### Written problem
Convert the material into a two-column Markdown table headed Row and Line. Begin at the line containing "task: outline the horse's raised front leg" and end after the line containing "273], [337, 242]]]". Number each line in order and omit blank lines.

═════ Data section ═════

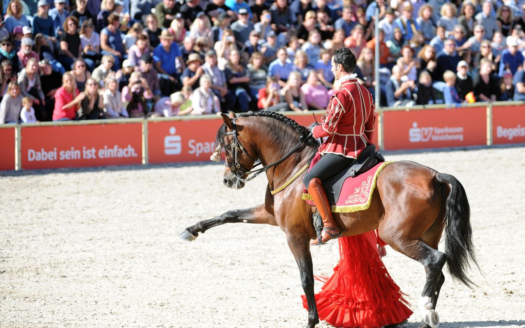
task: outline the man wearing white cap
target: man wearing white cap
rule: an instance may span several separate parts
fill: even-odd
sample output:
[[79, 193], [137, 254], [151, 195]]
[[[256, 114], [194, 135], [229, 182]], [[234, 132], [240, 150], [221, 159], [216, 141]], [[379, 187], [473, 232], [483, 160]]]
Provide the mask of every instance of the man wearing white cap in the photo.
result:
[[55, 34], [62, 34], [64, 22], [69, 15], [66, 10], [66, 0], [55, 0], [55, 8], [49, 10], [49, 15], [55, 22]]
[[457, 73], [456, 79], [456, 90], [461, 99], [464, 99], [465, 96], [470, 91], [474, 91], [474, 83], [472, 78], [468, 76], [468, 63], [465, 60], [461, 60], [458, 63], [457, 67]]
[[501, 60], [499, 62], [499, 76], [503, 76], [505, 70], [510, 70], [513, 75], [523, 65], [523, 55], [521, 51], [518, 51], [518, 46], [519, 43], [516, 38], [507, 37], [507, 48], [501, 51]]
[[24, 67], [26, 67], [26, 65], [27, 64], [27, 61], [30, 58], [36, 59], [37, 62], [40, 61], [40, 57], [38, 56], [38, 54], [32, 50], [33, 46], [35, 42], [31, 38], [22, 38], [22, 46], [20, 47], [20, 50], [16, 53], [16, 55], [18, 56], [20, 62], [22, 63]]
[[48, 13], [49, 4], [47, 0], [39, 0], [38, 5], [38, 12], [33, 18], [33, 34], [36, 35], [38, 33], [41, 33], [52, 42], [56, 42], [55, 38], [55, 23]]

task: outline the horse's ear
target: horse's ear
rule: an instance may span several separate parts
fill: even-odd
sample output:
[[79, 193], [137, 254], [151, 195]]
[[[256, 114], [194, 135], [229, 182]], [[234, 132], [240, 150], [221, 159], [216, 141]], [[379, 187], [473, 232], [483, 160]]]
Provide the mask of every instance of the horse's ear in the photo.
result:
[[232, 124], [232, 120], [229, 117], [224, 113], [221, 114], [220, 116], [223, 117], [223, 121], [224, 121], [224, 124], [226, 125], [226, 126], [230, 130], [233, 130], [233, 125]]

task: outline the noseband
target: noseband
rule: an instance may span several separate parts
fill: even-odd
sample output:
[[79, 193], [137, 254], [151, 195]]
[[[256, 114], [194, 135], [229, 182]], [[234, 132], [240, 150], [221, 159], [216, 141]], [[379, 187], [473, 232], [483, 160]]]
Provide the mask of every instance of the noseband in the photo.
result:
[[[239, 139], [237, 137], [238, 133], [237, 131], [237, 124], [235, 124], [235, 121], [236, 120], [237, 120], [237, 118], [235, 118], [232, 120], [232, 132], [226, 132], [226, 133], [225, 134], [225, 135], [233, 136], [233, 140], [232, 141], [232, 143], [229, 145], [224, 145], [224, 150], [225, 151], [227, 155], [230, 155], [228, 152], [228, 149], [231, 149], [233, 152], [233, 155], [230, 155], [229, 156], [230, 158], [233, 158], [233, 162], [232, 164], [228, 164], [228, 161], [227, 160], [226, 163], [225, 164], [225, 165], [226, 165], [226, 167], [230, 168], [230, 169], [232, 171], [232, 174], [233, 174], [233, 175], [235, 177], [239, 179], [239, 180], [242, 181], [245, 183], [251, 180], [256, 176], [259, 175], [262, 172], [264, 172], [265, 171], [267, 171], [268, 169], [270, 168], [272, 166], [277, 165], [278, 164], [281, 163], [286, 158], [290, 157], [290, 156], [292, 154], [295, 153], [296, 150], [297, 150], [299, 147], [300, 147], [303, 145], [303, 144], [304, 143], [306, 140], [308, 140], [308, 138], [309, 138], [310, 136], [312, 134], [311, 132], [310, 132], [310, 134], [309, 134], [308, 136], [306, 138], [305, 138], [304, 141], [300, 140], [299, 142], [297, 143], [297, 144], [296, 144], [295, 146], [291, 149], [291, 150], [290, 150], [289, 152], [287, 153], [284, 156], [283, 156], [279, 160], [277, 160], [274, 163], [269, 164], [266, 165], [266, 166], [261, 167], [260, 168], [258, 168], [254, 171], [250, 171], [250, 170], [247, 170], [244, 166], [243, 166], [242, 164], [240, 164], [240, 161], [239, 158], [239, 156], [238, 155], [239, 151], [239, 150], [243, 151], [243, 152], [246, 155], [246, 156], [248, 157], [248, 158], [253, 161], [254, 163], [257, 162], [257, 158], [254, 158], [254, 157], [251, 157], [250, 155], [250, 154], [248, 153], [248, 152], [246, 151], [246, 150], [244, 148], [244, 147], [243, 146], [242, 144], [240, 143], [240, 141], [239, 141]], [[227, 160], [227, 158], [226, 159]], [[252, 168], [260, 164], [261, 164], [261, 163], [259, 162], [258, 163], [254, 165]], [[245, 179], [243, 177], [243, 176], [244, 176], [247, 173], [248, 174], [248, 176], [246, 177], [246, 178]]]

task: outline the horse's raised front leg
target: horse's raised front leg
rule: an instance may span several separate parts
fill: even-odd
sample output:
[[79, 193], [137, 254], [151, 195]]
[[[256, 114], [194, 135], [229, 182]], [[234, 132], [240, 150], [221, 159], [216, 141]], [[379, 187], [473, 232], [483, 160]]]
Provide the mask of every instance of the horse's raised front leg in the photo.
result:
[[307, 237], [297, 239], [290, 236], [287, 236], [287, 238], [288, 247], [299, 267], [301, 283], [308, 303], [308, 324], [306, 328], [314, 328], [319, 322], [319, 316], [313, 293], [313, 267], [310, 253], [310, 238]]
[[187, 241], [192, 241], [198, 237], [199, 232], [204, 233], [210, 228], [225, 223], [238, 223], [277, 224], [275, 217], [266, 210], [263, 204], [249, 208], [229, 210], [213, 219], [200, 221], [185, 229], [181, 234], [181, 238]]

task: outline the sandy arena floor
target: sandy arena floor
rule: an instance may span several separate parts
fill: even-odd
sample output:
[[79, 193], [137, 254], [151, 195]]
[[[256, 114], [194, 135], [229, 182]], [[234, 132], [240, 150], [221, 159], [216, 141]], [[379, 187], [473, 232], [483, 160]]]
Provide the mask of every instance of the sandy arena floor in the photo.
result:
[[[453, 174], [467, 191], [485, 277], [471, 271], [470, 290], [446, 272], [440, 327], [525, 327], [525, 147], [385, 155]], [[298, 270], [278, 228], [225, 225], [179, 238], [197, 221], [262, 202], [264, 177], [232, 190], [223, 170], [0, 173], [0, 326], [304, 326]], [[413, 309], [423, 268], [388, 250]], [[312, 251], [314, 272], [331, 273], [337, 242]]]

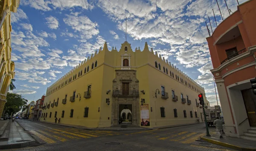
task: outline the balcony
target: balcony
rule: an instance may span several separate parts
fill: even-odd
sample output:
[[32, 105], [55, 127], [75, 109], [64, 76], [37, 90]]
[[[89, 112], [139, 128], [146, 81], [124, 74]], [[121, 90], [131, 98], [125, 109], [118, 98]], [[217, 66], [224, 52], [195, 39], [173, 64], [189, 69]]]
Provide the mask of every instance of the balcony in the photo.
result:
[[176, 102], [178, 101], [178, 96], [175, 95], [172, 95], [172, 101]]
[[76, 98], [75, 96], [70, 96], [70, 101], [71, 102], [75, 102], [75, 98]]
[[139, 96], [139, 90], [135, 89], [121, 90], [114, 89], [113, 96]]
[[188, 100], [188, 105], [191, 104], [191, 100]]
[[164, 99], [167, 99], [167, 98], [169, 98], [169, 96], [168, 95], [168, 93], [164, 92], [164, 91], [162, 91], [161, 92], [161, 98], [162, 98]]
[[181, 99], [181, 103], [186, 103], [186, 99], [185, 98], [183, 98]]
[[90, 90], [85, 91], [84, 92], [84, 98], [89, 98], [91, 97], [91, 92]]
[[67, 103], [67, 99], [64, 98], [62, 99], [62, 104], [65, 104]]
[[242, 54], [244, 52], [246, 52], [246, 49], [244, 48], [244, 49], [242, 49], [241, 50], [236, 52], [235, 53], [233, 54], [233, 55], [232, 55], [231, 56], [229, 56], [225, 60], [223, 60], [223, 61], [222, 62], [221, 62], [221, 64], [223, 63], [224, 63], [225, 62], [227, 62], [227, 61], [241, 54]]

═════

### The completed task
| Row | Line |
|---|---|
| 1 | task: outline the horse's raised front leg |
| 2 | target: horse's raised front leg |
| 3 | rule: an instance may span several separate parts |
| 4 | fill: even-odd |
| 5 | sample output: |
| 6 | [[79, 193], [137, 254], [151, 195]] |
| 7 | [[[256, 114], [194, 135], [229, 182]], [[234, 132], [240, 150], [221, 159], [216, 141]], [[379, 187], [473, 232], [483, 160]]] |
| 8 | Provide the mask of every instance of the horse's raised front leg in the photo. |
| 9 | result: |
| 10 | [[307, 237], [297, 239], [290, 236], [287, 236], [287, 238], [288, 247], [299, 267], [301, 283], [308, 303], [308, 324], [306, 328], [314, 328], [319, 322], [319, 316], [313, 293], [313, 267], [310, 253], [310, 238]] |
| 11 | [[187, 241], [192, 241], [198, 237], [199, 232], [204, 233], [210, 228], [225, 223], [238, 223], [277, 224], [275, 217], [266, 210], [263, 204], [249, 208], [229, 210], [213, 219], [200, 221], [185, 229], [181, 234], [181, 238]] |
| 12 | task: outline the sandy arena floor |
| 13 | target: sandy arena floor |
| 14 | rule: an instance may span several separate parts |
| 15 | fill: even-odd |
| 16 | sample output: |
| 17 | [[79, 193], [137, 254], [151, 195]] |
| 18 | [[[256, 114], [194, 135], [229, 182]], [[234, 132], [240, 150], [221, 159], [216, 141]], [[379, 187], [473, 232], [483, 160]]] |
| 19 | Provide the mask of every instance of the sandy arena floor in the photo. |
| 20 | result: |
| 21 | [[[453, 174], [467, 191], [485, 277], [471, 271], [470, 290], [446, 272], [440, 327], [525, 327], [525, 147], [385, 155]], [[298, 270], [278, 228], [225, 225], [179, 238], [197, 221], [262, 202], [264, 177], [232, 190], [223, 170], [0, 173], [0, 326], [304, 326]], [[413, 309], [423, 268], [388, 250]], [[312, 251], [314, 272], [331, 273], [337, 242]]] |